Inferring crop growing conditions and arable land management practices through stable isotope analysis of archaeobotanical remains

We assess crop growing conditions and arable land management practices through stable carbon and nitrogen isotope analysis. For C₃ crops such as wheat, barley and pulses, δ¹³C (the ratio of the isotopes ¹³C:¹²C relative to a universal standard) values are influenced by the movement of carbon dioxide through stomata, which is in turn influenced by crop water status, with the greatest discrimination against the heavier isotope ¹³C when stomata are open during periods when water is readily available during carbon fixation¹⁵. The water status of archaeological grains can be interpreted with reference to both climate and agricultural strategies aimed at preventing water stress^12,13,14,16. The relationship between water availability and δ¹³C is strongest in regions where water is a major limiting factor to plant growth. δ¹³C is less sensitive in regions with rainfall averaging over c. 550 mm/year¹⁴. Crop δ¹⁵N (the ratio of the isotopes ¹⁵N:¹⁴N) values largely reflect the soil nitrogen composition when the crop was grown. Crop δ¹⁵N values may be influenced by a range of factors, such as aridity^17,18,19 and exposure to saltwater spray^17,20, but a major potential factor is anthropogenic soil enrichment, with applications of animal manure found to increase the δ¹⁵N of arable crops by up to 10‰ based on the amount and frequency¹¹. Manuring has a much smaller impact on the δ¹⁵N values of pulses, which fix nitrogen directly from the atmosphere, but particularly intensive manuring has been shown to elevate pulse δ¹⁵N values¹¹.

DATA EXCERPTS:
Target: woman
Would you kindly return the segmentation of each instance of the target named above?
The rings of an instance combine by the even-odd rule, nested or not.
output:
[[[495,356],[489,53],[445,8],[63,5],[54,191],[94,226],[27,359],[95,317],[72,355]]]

GIVEN TASK:
According to the text on stable isotope analysis of crop remains, why does manuring affect the δ¹⁵N values of pulses much less than those of other arable crops? Answer in one to three sentences.

RESPONSE TO THIS TASK:
Pulses fix nitrogen directly from the atmosphere, so manure added to the soil has much less effect on their δ¹⁵N values. Only particularly intensive manuring has been shown to raise them.